Document section ->
The aim of erotic literature is to excite its reader sexually. Its goal is to cause male readers to attain and maintain a penile erection. Its intent is to cause female readers' vaginas to lubricate themselves and/or to cause women to attain and maintain a clitoral erection. More than most--perhaps all--other forms of literature, erotica demonstrates the physiological effects of fiction upon readers.

One--and perhaps the primary--way by which writers accomplish this feat is to frame their subjects. Framing draws attention to the subject. By including certain features while excluding others, framing isolates a subject, showcasing it. In the process, framing the subject can also provide it with a context according to which the subject should be interpreted, layer one's narrative (providing a literal foreground, as it were, that is set against a symbolic or figurative background), focus the reader upon the writer's intended theme, and enrich the depth of the composition itself, as a whole.

Record excerpts ->
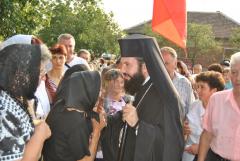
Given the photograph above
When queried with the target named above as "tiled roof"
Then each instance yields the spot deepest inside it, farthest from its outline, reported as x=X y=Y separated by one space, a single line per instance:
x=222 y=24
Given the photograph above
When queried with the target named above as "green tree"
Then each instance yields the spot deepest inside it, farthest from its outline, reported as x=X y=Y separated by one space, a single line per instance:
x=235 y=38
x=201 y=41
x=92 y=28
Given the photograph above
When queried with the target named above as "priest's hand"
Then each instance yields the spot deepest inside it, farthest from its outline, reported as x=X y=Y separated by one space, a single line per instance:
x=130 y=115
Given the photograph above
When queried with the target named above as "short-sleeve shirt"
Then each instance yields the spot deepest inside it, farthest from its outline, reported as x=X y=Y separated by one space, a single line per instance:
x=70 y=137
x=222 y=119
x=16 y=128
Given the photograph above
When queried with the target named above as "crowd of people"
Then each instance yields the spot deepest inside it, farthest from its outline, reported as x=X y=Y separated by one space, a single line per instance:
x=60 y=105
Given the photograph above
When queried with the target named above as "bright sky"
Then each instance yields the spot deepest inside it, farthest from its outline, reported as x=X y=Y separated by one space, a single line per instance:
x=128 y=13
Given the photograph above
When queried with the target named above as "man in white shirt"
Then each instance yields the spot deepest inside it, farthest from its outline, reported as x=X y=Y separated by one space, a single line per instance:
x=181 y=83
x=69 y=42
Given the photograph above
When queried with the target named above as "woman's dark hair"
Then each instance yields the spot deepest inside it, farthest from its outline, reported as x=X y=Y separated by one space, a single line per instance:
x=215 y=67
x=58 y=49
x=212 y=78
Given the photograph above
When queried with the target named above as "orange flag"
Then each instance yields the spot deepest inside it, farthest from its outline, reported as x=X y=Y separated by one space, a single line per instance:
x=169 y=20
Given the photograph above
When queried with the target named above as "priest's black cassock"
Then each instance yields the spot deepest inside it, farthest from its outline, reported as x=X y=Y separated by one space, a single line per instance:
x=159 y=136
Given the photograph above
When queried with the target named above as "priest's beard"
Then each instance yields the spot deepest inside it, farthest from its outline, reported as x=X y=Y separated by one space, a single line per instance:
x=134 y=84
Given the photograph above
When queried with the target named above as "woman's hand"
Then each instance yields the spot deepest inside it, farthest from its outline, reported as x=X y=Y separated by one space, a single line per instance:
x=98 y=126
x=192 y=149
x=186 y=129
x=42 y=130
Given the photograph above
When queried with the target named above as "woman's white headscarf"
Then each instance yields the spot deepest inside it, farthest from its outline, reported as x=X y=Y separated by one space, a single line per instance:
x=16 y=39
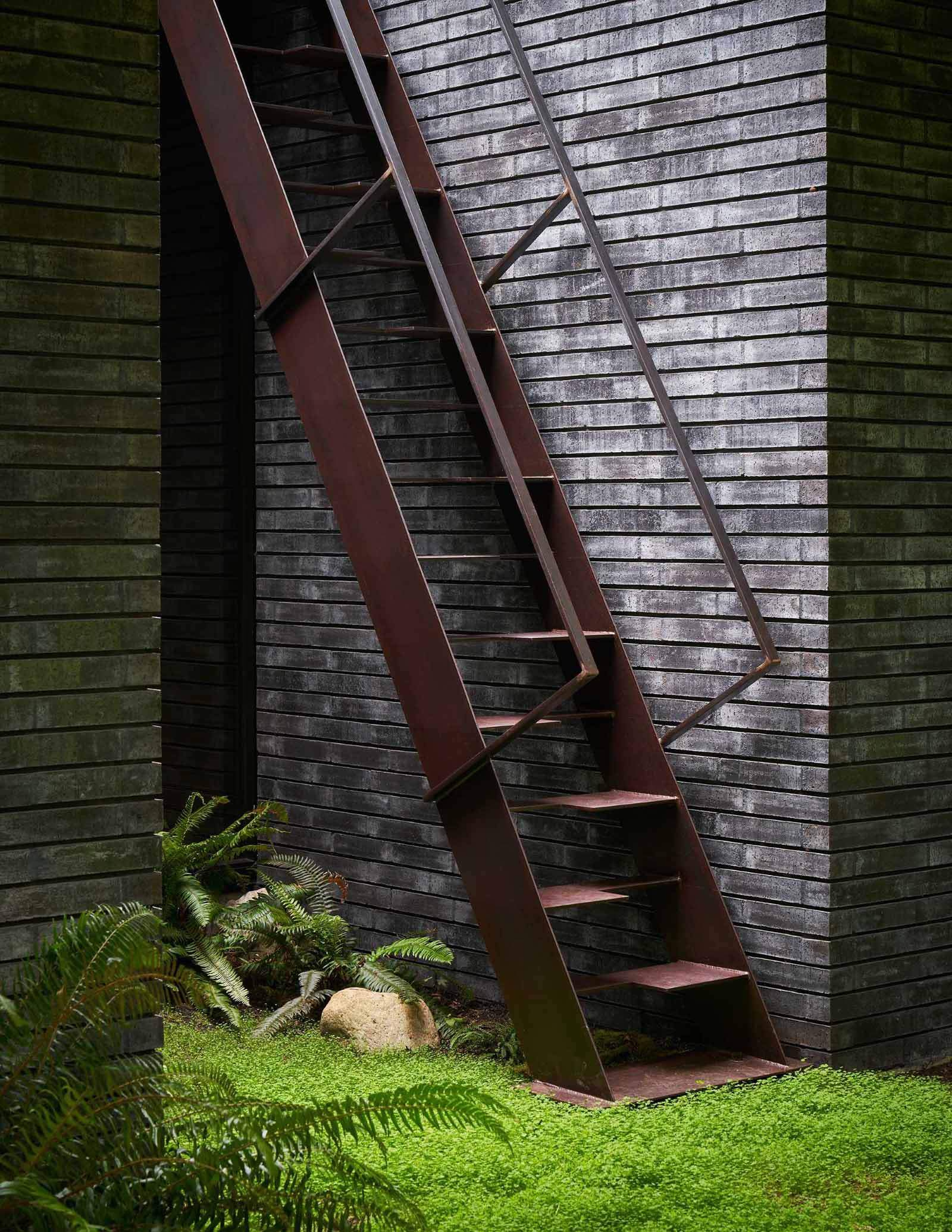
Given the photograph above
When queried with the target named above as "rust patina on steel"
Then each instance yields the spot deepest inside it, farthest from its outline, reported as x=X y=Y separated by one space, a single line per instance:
--
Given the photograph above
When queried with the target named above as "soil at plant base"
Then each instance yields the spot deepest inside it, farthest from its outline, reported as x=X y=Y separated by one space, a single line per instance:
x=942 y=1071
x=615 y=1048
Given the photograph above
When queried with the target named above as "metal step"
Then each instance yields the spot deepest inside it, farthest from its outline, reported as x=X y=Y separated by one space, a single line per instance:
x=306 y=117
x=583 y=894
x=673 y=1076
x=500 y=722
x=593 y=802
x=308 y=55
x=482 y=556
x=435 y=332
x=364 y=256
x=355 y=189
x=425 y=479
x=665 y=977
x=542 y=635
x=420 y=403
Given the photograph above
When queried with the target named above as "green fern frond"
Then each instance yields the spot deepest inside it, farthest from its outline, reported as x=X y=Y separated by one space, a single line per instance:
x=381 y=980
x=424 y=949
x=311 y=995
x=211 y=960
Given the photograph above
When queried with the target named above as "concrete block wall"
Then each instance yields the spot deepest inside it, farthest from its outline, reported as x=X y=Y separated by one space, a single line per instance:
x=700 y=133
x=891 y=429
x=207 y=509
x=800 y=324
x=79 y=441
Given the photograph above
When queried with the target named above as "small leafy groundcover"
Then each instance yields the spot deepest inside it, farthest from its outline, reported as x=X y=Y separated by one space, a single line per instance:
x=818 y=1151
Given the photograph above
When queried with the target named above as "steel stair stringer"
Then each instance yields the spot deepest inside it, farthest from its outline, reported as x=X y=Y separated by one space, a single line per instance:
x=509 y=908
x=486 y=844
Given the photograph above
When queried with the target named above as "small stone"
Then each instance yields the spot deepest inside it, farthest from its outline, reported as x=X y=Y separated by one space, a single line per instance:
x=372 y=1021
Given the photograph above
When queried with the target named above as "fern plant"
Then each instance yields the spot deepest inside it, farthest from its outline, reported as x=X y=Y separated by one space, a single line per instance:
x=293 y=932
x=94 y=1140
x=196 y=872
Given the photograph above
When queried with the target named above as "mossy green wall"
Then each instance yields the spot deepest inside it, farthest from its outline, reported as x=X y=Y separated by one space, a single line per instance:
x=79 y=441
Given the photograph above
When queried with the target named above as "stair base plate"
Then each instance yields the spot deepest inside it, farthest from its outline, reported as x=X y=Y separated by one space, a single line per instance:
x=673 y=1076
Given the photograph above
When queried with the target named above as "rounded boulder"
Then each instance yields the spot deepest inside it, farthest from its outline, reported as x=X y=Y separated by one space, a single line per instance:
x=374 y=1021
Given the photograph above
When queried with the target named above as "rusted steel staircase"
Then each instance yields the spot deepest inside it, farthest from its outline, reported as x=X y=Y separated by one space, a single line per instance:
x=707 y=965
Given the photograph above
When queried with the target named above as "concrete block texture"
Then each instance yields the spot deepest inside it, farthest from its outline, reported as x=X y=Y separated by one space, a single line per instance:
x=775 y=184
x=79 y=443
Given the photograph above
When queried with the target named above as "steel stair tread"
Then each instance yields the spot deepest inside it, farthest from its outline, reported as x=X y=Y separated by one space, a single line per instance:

What is needed -> Copy out the passage on erotic literature from "One--and perhaps the" to "as a whole.", word for word.

The response ->
One--and perhaps the primary--way by which writers accomplish this feat is to frame their subjects. Framing draws attention to the subject. By including certain features while excluding others, framing isolates a subject, showcasing it. In the process, framing the subject can also provide it with a context according to which the subject should be interpreted, layer one's narrative (providing a literal foreground, as it were, that is set against a symbolic or figurative background), focus the reader upon the writer's intended theme, and enrich the depth of the composition itself, as a whole.